**What you will do**. Pictures aside, write every record out again word for word.

*** Task inputs ***

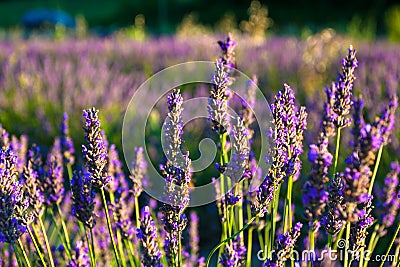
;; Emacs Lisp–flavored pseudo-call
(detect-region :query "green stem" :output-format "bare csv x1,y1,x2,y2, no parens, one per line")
125,240,136,267
344,222,351,267
135,196,140,228
100,188,121,267
39,215,56,267
333,227,345,250
363,225,379,267
308,222,315,267
284,175,294,233
90,228,96,265
56,204,71,252
18,239,32,267
66,163,73,185
379,223,400,267
206,217,257,267
333,127,342,175
368,145,383,195
12,243,23,267
271,185,281,251
85,227,95,267
327,234,332,249
28,226,47,267
246,227,254,267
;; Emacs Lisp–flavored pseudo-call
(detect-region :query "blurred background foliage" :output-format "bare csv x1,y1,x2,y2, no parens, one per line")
0,0,399,41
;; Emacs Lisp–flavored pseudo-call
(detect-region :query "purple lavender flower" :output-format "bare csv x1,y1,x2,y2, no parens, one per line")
302,134,331,221
218,33,236,72
106,144,127,193
373,95,398,146
252,85,307,217
42,138,64,205
129,146,147,198
112,184,135,240
161,89,191,265
222,116,250,183
188,211,203,266
376,162,400,235
71,170,96,229
208,59,230,134
68,241,90,267
349,195,374,253
60,112,75,165
137,206,163,267
22,152,44,219
321,173,345,234
0,125,10,149
219,236,246,267
82,108,110,189
264,222,303,267
326,45,358,129
0,148,31,243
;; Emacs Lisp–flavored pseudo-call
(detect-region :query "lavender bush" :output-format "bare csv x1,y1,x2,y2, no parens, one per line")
0,33,398,267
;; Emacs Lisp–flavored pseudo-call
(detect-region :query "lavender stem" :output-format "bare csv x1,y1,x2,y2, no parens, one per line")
100,188,121,267
333,127,342,175
368,145,383,195
27,226,47,267
17,239,31,267
39,215,56,267
379,223,400,267
57,203,72,253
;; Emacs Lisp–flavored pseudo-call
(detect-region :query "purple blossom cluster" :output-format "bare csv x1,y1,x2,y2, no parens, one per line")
0,34,398,267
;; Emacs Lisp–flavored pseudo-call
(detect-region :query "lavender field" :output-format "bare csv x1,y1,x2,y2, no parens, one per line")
0,30,399,267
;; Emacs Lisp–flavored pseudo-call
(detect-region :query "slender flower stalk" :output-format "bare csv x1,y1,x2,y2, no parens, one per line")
60,112,75,166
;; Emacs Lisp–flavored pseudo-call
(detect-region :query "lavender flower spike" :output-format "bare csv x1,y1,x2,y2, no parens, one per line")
0,148,31,243
22,153,44,219
71,170,96,229
137,206,163,267
328,45,358,129
208,59,230,134
68,241,91,267
321,173,345,234
42,138,64,205
130,146,147,198
219,236,246,267
264,222,303,267
82,107,110,189
60,112,75,165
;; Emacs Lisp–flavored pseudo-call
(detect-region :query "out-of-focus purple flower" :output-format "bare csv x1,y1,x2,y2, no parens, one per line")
188,211,203,266
137,206,163,267
60,112,75,165
106,144,127,193
321,173,345,234
112,184,135,240
68,241,90,267
252,85,306,217
82,107,110,189
10,135,28,173
129,146,147,198
264,222,303,267
71,169,96,229
0,148,31,243
0,125,10,149
42,138,64,205
219,236,246,267
376,162,400,235
373,95,398,146
208,59,230,134
22,151,44,219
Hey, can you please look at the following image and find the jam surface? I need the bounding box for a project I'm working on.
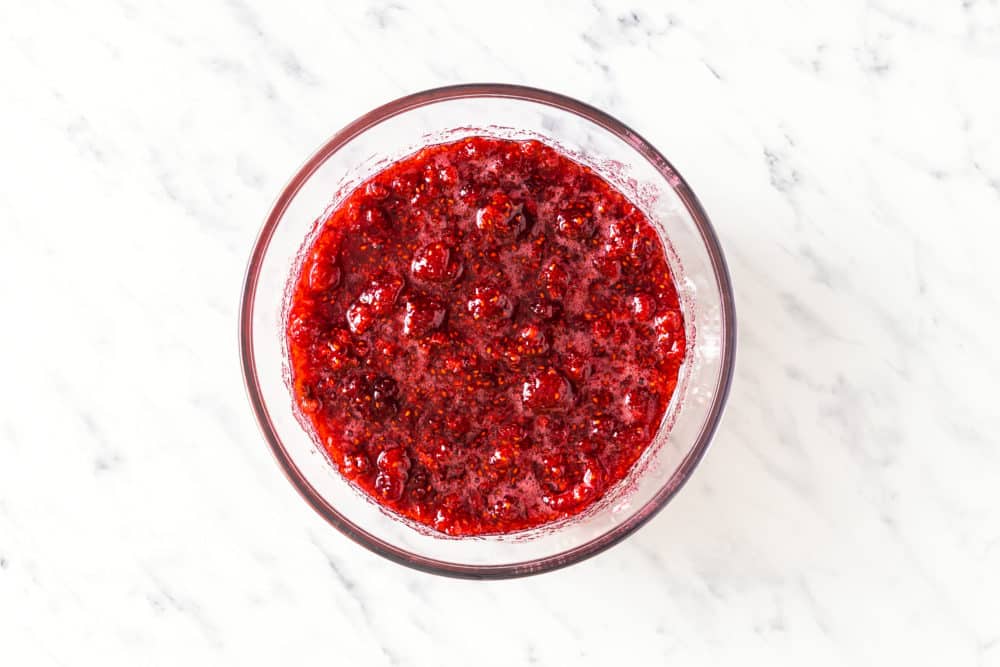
[286,137,685,535]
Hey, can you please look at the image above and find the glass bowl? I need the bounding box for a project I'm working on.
[240,84,736,579]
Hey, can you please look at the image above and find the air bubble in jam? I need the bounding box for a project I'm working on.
[285,137,685,536]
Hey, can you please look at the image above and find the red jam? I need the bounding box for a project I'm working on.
[286,137,685,535]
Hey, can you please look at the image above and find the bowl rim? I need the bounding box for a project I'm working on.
[239,83,736,579]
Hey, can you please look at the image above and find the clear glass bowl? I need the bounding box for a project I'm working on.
[240,84,736,578]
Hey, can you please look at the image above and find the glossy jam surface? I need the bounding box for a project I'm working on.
[286,137,685,535]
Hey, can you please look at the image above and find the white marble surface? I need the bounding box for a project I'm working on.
[2,0,999,664]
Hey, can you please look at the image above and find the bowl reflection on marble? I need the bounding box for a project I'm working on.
[239,84,736,578]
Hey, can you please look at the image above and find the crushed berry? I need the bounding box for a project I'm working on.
[286,137,685,535]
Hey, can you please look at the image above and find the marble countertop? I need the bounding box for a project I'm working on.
[2,1,998,664]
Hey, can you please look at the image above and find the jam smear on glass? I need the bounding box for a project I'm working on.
[286,137,685,536]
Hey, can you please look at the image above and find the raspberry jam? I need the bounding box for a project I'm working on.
[285,137,685,535]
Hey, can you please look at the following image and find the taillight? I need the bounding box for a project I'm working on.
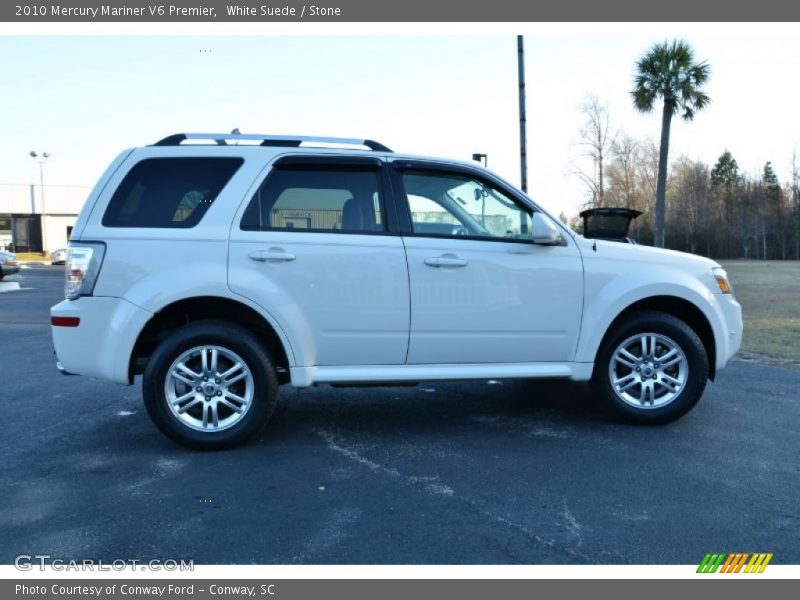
[51,316,80,327]
[65,242,106,300]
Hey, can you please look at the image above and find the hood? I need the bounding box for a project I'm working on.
[575,235,719,270]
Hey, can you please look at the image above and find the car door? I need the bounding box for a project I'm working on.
[390,160,583,364]
[228,155,409,367]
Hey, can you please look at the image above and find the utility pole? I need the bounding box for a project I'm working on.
[30,151,51,255]
[517,35,528,193]
[793,148,799,260]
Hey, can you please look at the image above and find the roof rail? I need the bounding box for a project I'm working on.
[152,133,392,152]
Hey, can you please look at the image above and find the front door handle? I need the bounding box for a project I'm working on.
[249,248,296,263]
[424,254,468,268]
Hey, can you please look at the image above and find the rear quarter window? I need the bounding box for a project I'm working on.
[102,157,243,228]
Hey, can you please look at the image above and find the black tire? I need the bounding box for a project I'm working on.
[590,310,709,424]
[143,320,278,450]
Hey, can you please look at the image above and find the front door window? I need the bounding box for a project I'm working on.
[401,170,532,241]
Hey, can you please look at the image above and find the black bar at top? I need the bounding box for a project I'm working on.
[3,0,799,22]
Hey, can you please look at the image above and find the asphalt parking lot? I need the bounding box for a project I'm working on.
[1,266,798,565]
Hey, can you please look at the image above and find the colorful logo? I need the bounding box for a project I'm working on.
[697,553,773,573]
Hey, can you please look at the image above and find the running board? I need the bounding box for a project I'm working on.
[290,363,593,388]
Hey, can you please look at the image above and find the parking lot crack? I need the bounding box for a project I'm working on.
[313,428,596,563]
[314,428,402,479]
[558,498,584,547]
[314,429,457,497]
[482,509,594,563]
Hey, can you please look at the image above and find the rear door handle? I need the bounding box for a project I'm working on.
[249,248,296,263]
[424,255,468,268]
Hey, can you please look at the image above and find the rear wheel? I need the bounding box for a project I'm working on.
[143,320,278,449]
[591,310,708,424]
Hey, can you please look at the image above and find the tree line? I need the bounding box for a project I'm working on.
[569,94,800,260]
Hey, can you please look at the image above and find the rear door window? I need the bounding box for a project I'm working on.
[102,157,243,228]
[240,167,386,233]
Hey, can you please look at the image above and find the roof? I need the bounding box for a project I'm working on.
[152,133,393,153]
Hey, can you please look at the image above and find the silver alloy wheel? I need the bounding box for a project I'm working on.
[607,332,689,409]
[164,345,254,432]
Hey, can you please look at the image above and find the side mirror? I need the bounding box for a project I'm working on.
[531,212,563,245]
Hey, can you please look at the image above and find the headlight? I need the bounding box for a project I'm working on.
[712,267,732,294]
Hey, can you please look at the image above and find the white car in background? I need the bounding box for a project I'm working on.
[51,248,67,265]
[50,133,743,449]
[0,250,19,281]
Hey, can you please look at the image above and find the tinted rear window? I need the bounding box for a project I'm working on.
[102,157,243,228]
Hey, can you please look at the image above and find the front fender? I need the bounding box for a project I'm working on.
[575,264,729,370]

*** End of Task inputs ***

**Finished task**.
;; Emacs Lisp–flavored pseudo-call
(detect-region :query "green stem" :output-format "bare csv x1,y1,x2,y2, no parens, one per line")
125,240,136,267
344,222,351,267
135,196,140,228
100,188,121,267
39,215,56,267
333,227,345,250
363,225,379,267
308,222,315,267
284,175,294,233
90,228,96,265
56,204,71,252
18,239,32,267
66,163,73,185
379,223,400,267
206,217,257,267
333,127,342,175
368,145,383,195
12,243,23,267
271,185,281,251
85,227,95,267
327,234,332,249
28,226,47,267
246,227,254,267
;; Emacs Lisp–flavored pseudo-call
(detect-region :query "blurred background foliage" :output-format "bare csv x1,y1,x2,y2, no parens, one per line")
0,0,399,41
;; Emacs Lisp–flavored pseudo-call
(detect-region :query "purple lavender flower" :output-format "bare csv x1,y1,x2,y2, no parens, one per line")
302,134,331,221
218,33,236,72
106,144,127,193
373,95,398,146
252,85,307,217
42,138,64,205
129,146,147,198
112,184,135,240
161,89,191,265
222,116,250,183
188,211,203,266
376,162,400,235
71,170,96,229
208,59,230,134
68,241,90,267
349,195,374,253
60,112,75,165
137,206,163,267
22,152,44,219
321,173,345,234
0,125,10,149
219,236,246,267
82,108,110,189
264,222,303,267
326,45,358,129
0,148,31,243
;; Emacs Lisp–flavored pseudo-call
(detect-region :query "lavender bush" :output-format "bare csv x1,y1,x2,y2, no parens, one per line")
0,33,398,267
;; Emacs Lisp–flavored pseudo-call
(detect-region :query "lavender stem" :output-format "bare csv x1,y1,x2,y2, no parens, one per line")
100,188,121,267
333,127,342,175
368,145,383,195
27,226,47,267
17,239,31,267
39,215,56,267
379,223,400,267
57,203,72,253
;; Emacs Lisp–flavored pseudo-call
(detect-region :query "purple blossom cluster" :output-format "bare csv x1,y1,x2,y2, no parens, one per line")
0,34,398,267
;; Emacs Lisp–flavored pseudo-call
(detect-region :query "lavender field" :output-format "bare csv x1,y1,x2,y2, no parens, one per line")
0,30,399,267
;; Emacs Lisp–flavored pseudo-call
(detect-region :query "slender flower stalk" :output-format "bare csv x1,y1,x2,y2, no parens, one per line")
60,112,75,166
;; Emacs Lisp–flavored pseudo-call
(detect-region :query "lavender flower spike" :output-format "bare csv x1,y1,x2,y2, no parens, one per line")
0,148,31,243
22,153,44,219
71,170,96,229
137,206,163,267
328,45,358,129
208,59,230,134
68,241,91,267
321,173,345,234
42,138,64,205
130,146,147,198
219,236,246,267
264,222,303,267
82,107,110,189
60,112,75,165
;; Emacs Lisp–flavored pseudo-call
(detect-region :query "out-of-focus purple flower" :output-format "bare csv x1,y1,x2,y2, no parens, one per line")
188,211,203,266
137,206,163,267
60,112,75,165
106,144,127,193
321,173,345,234
112,184,135,240
68,241,90,267
252,85,306,217
82,107,110,189
10,135,28,173
129,146,147,198
264,222,303,267
71,169,96,229
0,148,31,243
0,125,10,149
42,138,64,205
219,236,246,267
376,162,400,235
373,95,398,146
208,59,230,134
22,151,44,219
Hey, can you please look at the following image and find the jam surface? I need the bounding box for a project I'm working on.
[286,137,685,535]
Hey, can you please look at the image above and find the glass bowl? I need the bounding box for a project I'm working on.
[240,84,736,579]
Hey, can you please look at the image above and find the air bubble in jam? I need the bounding box for a project I'm working on.
[285,137,685,536]
Hey, can you please look at the image above and find the red jam? I need the bounding box for a project I'm working on.
[286,137,685,535]
Hey, can you please look at the image above and find the bowl rim? I need the bounding box for a project I'm working on.
[239,83,736,579]
Hey, can you please look at the image above and find the clear glass bowl? I need the bounding box for a project I'm working on.
[240,84,736,578]
Hey, can you please look at the image above and find the glossy jam surface? I need the bounding box for a project I'm working on.
[286,137,685,535]
Hey, can you please look at the image above and find the white marble surface? I need the bounding box for a project I'm working on.
[2,0,999,664]
Hey, can you please look at the image above and find the bowl reflection on marble? I need the bounding box for a project I'm working on.
[239,84,736,578]
Hey, can you please look at the image above and find the crushed berry? I need the bounding box for a project I'm working on.
[286,137,685,535]
Hey, can you please look at the image above and find the marble countertop? I need the bounding box for a project I'm working on.
[2,1,998,664]
Hey, can you please look at the image above and find the jam smear on glass? I need the bounding box for a project I'm working on.
[286,137,685,536]
Hey, can you please look at the image above and find the raspberry jam? I need the bounding box for a project I'm working on.
[285,137,685,535]
Hey, can you please look at the following image and find the taillight? I need the bounding box for a project I'm working on.
[51,316,80,327]
[65,242,106,300]
Hey, can you please look at the image above and find the hood? I need the bounding box for a project I'm working on.
[575,235,719,270]
Hey, can you please look at the image above and find the car door? I need the bounding box for a project I'm working on.
[390,160,583,364]
[228,155,409,367]
Hey, can you please look at the image above and find the utility pole? I need the bounding box for a project I'm working on.
[30,151,51,255]
[517,35,528,193]
[793,148,799,260]
Hey, can you please look at the image above and find the roof rail? I need the bounding box for a project I'm working on.
[152,133,392,152]
Hey, can you please look at the image above and find the front door handle? I need the bounding box for a project I'm working on.
[249,248,296,263]
[424,254,468,268]
Hey, can you please look at the image above and find the rear quarter window? I need the bounding box for a project I'm working on.
[102,157,243,228]
Hey, can you please look at the image above and find the black tire? I need the bounding box for a project I'm working on.
[590,310,709,424]
[143,320,278,450]
Hey, can you please look at the image above and find the front door window? I need the bounding box for a project I'm working on.
[401,170,532,241]
Hey, can you please look at the image above and find the black bar at top? I need the bounding box for a project I'm working on.
[3,0,799,22]
Hey, can you please look at the image above and find the asphalt parking lot? I need the bounding box for a project I'm working on.
[1,266,798,565]
Hey, can you please look at the image above and find the colorful logo? I need the bounding box for a project I'm working on.
[697,553,773,573]
Hey, can you please look at the image above and find the running board? I need the bounding box for a project I'm working on.
[290,363,593,388]
Hey, can you please look at the image above and find the parking lot crack? I need the bounding box for a project I'm working on.
[313,428,596,563]
[314,428,402,479]
[558,498,584,547]
[314,429,457,497]
[482,509,594,563]
Hey, can you please look at the image above and find the rear door handle? I need the bounding box for a project I'm working on.
[249,248,296,263]
[424,255,468,268]
Hey, can you please look at the image above and find the rear wheel? I need the bounding box for a project I'm working on.
[143,320,278,449]
[591,310,708,424]
Hey, can you please look at the image above and find the tree line? I need the bounding box for a project I'm working on.
[569,94,800,260]
Hey, can you please look at the image above and find the rear door window? I need the bounding box for a project I'm working on.
[102,157,243,228]
[240,167,386,233]
Hey, can you please look at the image above and find the roof? I need the bounding box for a project I'm working on.
[152,133,393,153]
Hey, can you please look at the image above and find the silver alloy wheel? I need the bounding box for a project I'm working on.
[607,332,689,409]
[164,345,254,432]
Hey, can you please look at the image above and find the side mirror? I need the bounding box for a project I'm working on.
[531,212,563,245]
Hey, can you please look at the image above and find the headlight? I need the bounding box for a project I'm working on.
[712,267,732,294]
Hey, can you please look at the image above and find the white car in background? I need the bounding box for a project I'm working on.
[51,248,67,265]
[50,133,743,449]
[0,250,19,281]
Hey, can you please look at the image above and find the tinted rear window? I need the bounding box for a project I'm working on.
[102,157,243,228]
Hey, can you please look at the image above and find the front fender? I need the bounding box for a project I'm working on.
[575,264,729,370]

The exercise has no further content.